TASK TO CARRY OUT
Count the lines in the items below that contain the string "flag". Reply with that number alone.

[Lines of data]

§ §

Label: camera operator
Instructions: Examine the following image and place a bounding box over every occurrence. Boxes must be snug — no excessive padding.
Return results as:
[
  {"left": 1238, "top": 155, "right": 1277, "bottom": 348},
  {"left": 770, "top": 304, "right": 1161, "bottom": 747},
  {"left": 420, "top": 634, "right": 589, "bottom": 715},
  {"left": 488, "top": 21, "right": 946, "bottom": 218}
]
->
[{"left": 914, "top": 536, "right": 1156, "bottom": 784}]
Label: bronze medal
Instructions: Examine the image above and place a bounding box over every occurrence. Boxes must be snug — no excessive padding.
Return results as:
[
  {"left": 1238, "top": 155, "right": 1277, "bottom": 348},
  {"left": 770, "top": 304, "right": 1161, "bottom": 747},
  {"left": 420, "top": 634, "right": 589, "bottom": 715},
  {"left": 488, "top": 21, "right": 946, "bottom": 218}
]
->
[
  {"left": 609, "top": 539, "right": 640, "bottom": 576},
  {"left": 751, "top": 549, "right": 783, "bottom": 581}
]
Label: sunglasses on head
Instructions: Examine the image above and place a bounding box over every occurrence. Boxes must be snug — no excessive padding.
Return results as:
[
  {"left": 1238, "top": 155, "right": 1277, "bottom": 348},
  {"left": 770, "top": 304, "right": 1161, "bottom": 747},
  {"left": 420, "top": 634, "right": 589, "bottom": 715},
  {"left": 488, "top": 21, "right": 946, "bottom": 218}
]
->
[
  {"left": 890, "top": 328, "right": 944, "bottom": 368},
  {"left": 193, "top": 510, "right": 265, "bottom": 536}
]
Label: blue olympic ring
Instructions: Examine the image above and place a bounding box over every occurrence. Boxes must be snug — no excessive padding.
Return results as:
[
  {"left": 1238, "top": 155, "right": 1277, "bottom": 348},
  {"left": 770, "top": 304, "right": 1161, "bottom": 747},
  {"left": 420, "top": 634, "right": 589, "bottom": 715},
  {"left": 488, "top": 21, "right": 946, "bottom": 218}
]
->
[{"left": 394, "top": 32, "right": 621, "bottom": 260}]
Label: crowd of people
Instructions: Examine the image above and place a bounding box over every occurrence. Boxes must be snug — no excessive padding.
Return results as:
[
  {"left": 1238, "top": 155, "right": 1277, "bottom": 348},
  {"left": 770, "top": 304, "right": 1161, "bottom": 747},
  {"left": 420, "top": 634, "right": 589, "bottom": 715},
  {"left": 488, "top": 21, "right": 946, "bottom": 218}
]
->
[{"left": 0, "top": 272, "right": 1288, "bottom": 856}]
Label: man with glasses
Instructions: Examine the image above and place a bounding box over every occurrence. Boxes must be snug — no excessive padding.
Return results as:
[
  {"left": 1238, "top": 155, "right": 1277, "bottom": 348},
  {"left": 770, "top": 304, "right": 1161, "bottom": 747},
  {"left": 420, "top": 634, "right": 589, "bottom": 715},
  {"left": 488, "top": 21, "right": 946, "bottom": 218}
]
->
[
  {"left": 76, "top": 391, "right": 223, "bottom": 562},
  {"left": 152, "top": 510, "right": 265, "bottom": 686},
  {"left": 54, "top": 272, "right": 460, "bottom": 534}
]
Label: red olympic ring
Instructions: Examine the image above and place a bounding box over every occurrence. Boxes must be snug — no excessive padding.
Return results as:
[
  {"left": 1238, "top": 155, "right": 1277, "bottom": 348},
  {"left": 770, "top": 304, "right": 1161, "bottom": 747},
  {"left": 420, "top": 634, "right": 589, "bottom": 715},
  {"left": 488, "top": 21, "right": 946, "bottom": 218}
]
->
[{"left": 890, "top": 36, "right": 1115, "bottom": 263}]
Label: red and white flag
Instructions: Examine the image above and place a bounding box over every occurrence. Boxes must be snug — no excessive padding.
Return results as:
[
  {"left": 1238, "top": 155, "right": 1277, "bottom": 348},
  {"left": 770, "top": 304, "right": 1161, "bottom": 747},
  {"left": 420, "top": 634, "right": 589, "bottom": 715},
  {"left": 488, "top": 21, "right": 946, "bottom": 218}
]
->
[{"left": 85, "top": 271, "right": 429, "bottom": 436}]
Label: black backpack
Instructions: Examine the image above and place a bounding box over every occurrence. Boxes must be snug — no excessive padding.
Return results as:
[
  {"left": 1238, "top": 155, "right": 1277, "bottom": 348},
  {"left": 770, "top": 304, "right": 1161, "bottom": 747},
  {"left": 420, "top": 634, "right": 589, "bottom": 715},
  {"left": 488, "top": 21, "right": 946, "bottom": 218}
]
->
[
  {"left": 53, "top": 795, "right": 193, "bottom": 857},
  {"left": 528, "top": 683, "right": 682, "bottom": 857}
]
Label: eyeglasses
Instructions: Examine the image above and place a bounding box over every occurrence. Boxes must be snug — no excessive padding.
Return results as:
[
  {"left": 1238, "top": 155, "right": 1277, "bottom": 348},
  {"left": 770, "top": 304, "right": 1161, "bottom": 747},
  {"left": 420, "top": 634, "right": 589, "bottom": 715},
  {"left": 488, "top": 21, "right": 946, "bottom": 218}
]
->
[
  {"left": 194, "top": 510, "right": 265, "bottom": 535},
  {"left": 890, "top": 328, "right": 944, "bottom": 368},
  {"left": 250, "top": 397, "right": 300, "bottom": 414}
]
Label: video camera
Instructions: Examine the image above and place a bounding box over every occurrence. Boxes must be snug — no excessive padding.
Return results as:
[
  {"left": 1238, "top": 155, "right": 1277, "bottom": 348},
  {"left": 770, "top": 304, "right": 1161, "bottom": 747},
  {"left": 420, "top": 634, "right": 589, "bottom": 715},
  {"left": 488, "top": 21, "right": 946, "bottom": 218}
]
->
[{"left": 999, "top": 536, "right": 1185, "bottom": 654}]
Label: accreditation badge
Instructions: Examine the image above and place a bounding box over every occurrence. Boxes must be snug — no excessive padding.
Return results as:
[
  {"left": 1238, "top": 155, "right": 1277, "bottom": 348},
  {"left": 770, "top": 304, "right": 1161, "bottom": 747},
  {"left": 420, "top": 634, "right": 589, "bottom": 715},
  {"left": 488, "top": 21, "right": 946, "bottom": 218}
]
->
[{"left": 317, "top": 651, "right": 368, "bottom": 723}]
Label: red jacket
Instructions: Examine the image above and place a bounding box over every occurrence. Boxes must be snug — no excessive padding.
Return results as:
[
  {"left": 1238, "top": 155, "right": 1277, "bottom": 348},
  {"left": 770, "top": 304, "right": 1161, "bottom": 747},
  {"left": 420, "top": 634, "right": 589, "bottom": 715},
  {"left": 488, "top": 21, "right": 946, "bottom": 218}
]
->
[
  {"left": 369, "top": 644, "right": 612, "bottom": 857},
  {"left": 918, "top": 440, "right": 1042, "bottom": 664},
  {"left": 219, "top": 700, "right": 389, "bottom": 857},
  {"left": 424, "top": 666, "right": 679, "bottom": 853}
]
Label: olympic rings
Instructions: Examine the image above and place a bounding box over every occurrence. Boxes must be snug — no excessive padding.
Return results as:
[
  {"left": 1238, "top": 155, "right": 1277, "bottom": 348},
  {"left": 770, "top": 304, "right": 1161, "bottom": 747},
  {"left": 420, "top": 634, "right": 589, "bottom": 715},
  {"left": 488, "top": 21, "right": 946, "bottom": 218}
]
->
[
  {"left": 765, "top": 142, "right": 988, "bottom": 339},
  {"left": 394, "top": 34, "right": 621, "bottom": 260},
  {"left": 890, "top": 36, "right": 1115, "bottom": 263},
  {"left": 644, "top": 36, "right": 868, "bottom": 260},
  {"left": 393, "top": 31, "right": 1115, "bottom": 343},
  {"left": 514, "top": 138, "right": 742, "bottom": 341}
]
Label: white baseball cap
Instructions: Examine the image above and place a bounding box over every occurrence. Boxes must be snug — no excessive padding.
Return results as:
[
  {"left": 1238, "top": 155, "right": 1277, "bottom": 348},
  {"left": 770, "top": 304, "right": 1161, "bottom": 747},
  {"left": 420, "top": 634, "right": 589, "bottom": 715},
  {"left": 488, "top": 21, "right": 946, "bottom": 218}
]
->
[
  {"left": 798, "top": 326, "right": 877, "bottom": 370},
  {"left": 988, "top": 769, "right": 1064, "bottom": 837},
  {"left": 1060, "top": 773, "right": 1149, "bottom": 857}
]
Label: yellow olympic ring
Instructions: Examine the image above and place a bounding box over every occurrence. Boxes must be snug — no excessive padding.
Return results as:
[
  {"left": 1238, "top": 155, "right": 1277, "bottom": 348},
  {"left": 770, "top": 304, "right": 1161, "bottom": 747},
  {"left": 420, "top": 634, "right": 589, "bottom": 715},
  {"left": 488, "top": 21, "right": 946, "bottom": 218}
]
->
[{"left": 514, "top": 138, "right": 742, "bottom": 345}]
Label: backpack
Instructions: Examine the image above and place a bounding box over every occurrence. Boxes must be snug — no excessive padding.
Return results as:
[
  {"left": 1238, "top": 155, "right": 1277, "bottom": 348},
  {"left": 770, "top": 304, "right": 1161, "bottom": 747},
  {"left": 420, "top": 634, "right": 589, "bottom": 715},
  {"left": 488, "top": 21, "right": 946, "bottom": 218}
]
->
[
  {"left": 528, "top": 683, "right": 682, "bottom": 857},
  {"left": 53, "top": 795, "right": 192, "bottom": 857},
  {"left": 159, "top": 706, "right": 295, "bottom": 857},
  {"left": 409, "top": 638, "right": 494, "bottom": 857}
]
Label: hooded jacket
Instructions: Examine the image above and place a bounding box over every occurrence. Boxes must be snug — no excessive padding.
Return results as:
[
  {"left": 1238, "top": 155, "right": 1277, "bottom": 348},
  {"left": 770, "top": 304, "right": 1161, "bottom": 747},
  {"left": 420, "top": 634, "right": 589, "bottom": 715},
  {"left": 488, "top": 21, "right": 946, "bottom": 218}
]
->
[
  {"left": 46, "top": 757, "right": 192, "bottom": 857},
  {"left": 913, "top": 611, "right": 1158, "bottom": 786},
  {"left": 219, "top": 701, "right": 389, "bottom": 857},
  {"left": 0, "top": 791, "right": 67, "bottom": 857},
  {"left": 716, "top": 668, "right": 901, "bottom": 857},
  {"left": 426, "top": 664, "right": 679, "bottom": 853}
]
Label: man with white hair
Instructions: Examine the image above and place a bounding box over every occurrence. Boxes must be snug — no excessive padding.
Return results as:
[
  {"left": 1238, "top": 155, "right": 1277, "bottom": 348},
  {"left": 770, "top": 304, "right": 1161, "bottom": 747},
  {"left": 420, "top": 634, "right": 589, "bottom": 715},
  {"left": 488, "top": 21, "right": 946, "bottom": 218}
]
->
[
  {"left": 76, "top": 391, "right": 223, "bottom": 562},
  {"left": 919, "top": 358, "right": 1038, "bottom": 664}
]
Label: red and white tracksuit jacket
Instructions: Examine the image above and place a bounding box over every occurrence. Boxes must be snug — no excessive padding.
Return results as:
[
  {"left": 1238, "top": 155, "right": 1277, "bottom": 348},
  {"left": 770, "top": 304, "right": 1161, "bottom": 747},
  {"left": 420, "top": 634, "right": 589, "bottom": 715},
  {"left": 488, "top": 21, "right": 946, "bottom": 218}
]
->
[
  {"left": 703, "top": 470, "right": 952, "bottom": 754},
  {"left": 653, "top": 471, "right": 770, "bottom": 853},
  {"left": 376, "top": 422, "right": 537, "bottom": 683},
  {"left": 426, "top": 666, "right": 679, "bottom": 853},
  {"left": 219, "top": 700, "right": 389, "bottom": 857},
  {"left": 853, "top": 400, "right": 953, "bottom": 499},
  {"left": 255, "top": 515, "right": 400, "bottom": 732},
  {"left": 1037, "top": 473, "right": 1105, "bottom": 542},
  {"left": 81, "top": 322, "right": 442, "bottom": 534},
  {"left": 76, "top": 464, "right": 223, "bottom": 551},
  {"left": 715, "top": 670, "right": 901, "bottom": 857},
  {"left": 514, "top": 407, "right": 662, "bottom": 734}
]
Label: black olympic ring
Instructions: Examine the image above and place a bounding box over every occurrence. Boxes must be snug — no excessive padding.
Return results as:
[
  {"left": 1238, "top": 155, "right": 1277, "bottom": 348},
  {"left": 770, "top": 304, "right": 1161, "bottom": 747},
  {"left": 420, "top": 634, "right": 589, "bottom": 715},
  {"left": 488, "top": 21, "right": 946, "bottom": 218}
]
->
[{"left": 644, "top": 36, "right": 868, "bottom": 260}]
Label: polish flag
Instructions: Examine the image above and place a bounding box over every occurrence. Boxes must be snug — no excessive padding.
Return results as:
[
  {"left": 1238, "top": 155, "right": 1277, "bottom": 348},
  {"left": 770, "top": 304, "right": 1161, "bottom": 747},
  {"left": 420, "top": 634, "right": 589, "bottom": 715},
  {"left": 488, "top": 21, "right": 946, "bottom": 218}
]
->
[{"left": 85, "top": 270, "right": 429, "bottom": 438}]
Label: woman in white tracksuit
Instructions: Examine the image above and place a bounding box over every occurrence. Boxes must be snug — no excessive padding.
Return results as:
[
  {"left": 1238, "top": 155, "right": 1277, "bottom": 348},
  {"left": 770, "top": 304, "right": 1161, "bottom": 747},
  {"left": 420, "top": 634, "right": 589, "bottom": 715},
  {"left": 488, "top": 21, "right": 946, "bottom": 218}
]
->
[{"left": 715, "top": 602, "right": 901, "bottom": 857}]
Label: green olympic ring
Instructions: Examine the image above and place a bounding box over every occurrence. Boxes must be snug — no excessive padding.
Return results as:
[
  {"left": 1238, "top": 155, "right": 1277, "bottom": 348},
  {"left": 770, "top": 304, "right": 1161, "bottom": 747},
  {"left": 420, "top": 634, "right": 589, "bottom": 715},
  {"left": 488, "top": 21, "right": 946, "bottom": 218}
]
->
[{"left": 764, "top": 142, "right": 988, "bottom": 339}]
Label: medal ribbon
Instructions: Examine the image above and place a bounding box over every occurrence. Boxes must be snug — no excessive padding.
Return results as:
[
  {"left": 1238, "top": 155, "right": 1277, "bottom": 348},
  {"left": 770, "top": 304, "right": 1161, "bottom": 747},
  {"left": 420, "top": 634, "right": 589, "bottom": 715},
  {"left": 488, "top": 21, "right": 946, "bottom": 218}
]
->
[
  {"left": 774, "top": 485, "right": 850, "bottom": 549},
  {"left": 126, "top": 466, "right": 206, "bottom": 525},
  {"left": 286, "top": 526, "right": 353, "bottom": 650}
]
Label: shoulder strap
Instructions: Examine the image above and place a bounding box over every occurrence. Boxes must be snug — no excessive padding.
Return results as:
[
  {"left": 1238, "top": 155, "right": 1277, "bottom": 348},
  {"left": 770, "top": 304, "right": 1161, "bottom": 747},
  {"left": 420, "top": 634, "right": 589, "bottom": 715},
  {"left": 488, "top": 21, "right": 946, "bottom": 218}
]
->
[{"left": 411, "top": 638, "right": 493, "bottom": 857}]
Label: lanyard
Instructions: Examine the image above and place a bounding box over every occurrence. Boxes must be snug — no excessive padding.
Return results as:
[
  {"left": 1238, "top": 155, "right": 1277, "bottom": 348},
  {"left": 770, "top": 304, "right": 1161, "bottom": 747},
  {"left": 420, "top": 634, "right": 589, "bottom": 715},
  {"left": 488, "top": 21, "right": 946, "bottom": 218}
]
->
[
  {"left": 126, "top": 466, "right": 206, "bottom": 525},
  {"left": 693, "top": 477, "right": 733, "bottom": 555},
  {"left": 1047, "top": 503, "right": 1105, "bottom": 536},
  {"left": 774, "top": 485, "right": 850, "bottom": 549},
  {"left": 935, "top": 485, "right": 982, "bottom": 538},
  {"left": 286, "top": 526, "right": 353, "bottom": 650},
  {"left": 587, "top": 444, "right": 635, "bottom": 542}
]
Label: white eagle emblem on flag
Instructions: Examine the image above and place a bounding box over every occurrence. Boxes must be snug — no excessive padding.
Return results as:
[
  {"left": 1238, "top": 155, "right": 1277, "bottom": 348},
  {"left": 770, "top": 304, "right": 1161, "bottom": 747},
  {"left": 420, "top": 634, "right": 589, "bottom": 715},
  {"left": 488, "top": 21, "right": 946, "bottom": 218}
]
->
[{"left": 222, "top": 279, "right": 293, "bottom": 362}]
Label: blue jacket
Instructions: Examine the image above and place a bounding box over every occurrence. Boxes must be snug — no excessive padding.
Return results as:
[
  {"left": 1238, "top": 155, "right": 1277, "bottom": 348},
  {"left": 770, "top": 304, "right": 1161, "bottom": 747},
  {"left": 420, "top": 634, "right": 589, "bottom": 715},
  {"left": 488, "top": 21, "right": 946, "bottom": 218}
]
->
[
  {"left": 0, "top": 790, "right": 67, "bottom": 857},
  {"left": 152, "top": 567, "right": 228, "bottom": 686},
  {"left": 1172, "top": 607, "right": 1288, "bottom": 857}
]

§ §

FULL RESPONSE
3